_GIVEN INSTRUCTION_
Copy the lines in the rows below word for word, starting with the line that contains "like [[64, 134]]." and going on through the line that contains "[[100, 105], [33, 96], [78, 101]]".

_AVAILABLE RECORDS_
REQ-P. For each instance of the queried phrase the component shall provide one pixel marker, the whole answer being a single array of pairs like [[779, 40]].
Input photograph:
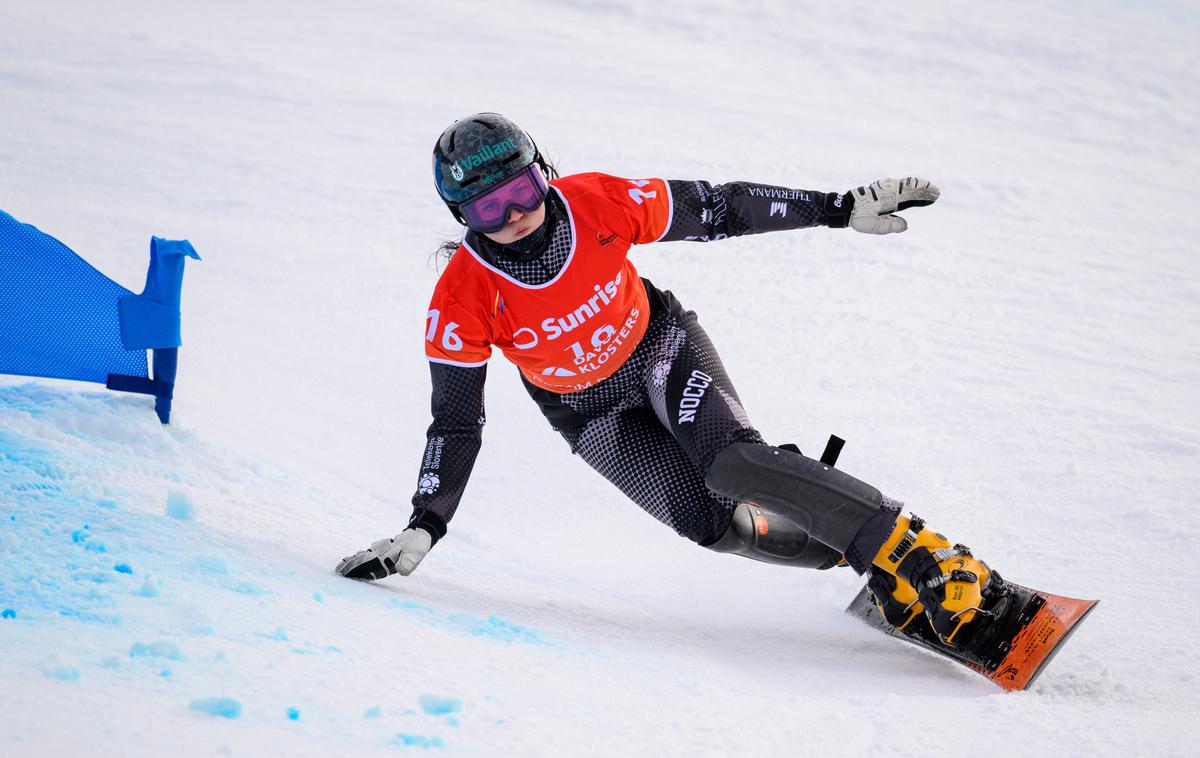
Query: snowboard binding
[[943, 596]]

---

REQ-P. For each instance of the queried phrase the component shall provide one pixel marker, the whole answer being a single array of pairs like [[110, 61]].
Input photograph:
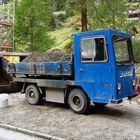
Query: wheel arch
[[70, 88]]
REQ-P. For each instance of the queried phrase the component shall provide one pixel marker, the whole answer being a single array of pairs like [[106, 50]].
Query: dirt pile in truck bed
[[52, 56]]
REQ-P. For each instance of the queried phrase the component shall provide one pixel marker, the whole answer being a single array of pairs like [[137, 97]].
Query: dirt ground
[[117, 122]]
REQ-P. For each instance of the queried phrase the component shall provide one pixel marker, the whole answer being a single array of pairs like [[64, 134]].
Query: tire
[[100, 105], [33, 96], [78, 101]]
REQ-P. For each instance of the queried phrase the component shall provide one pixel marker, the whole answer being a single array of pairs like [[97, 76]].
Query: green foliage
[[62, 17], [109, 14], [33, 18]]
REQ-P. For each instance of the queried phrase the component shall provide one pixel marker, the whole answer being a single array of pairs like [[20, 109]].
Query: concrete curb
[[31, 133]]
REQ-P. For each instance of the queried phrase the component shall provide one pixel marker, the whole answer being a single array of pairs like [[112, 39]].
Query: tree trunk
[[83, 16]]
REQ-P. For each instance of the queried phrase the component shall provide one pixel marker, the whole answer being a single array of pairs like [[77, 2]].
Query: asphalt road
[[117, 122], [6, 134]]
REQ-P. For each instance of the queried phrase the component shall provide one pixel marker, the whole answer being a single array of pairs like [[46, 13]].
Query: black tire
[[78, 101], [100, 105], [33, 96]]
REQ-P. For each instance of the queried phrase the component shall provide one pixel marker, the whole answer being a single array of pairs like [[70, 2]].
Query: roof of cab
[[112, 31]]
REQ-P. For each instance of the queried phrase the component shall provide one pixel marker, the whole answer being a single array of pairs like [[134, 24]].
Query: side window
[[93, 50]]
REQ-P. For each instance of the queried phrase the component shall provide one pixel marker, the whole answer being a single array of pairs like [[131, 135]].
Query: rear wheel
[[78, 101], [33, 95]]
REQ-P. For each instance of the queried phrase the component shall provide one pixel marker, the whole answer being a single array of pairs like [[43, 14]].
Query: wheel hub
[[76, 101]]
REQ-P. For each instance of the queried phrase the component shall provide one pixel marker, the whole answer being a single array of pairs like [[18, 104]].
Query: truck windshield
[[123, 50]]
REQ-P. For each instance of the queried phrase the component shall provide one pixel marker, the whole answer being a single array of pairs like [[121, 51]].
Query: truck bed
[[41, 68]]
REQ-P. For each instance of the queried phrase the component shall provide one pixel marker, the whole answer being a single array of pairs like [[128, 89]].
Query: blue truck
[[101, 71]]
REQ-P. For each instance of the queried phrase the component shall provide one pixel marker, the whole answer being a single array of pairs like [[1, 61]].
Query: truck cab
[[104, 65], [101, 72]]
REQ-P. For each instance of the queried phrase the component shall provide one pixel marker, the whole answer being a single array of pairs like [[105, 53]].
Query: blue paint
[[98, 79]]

...

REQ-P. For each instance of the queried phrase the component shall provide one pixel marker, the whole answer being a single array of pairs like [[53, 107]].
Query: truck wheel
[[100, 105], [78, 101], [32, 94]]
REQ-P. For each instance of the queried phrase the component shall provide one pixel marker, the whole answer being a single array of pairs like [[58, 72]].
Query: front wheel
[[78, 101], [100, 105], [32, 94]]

_ANSWER TO THE TASK_
REQ-P. For each instance of the queried phrase the component shall provide one pixel marker, the whole answer being a single array of pairs like [[64, 134]].
Query: tire
[[100, 105], [33, 96], [78, 101]]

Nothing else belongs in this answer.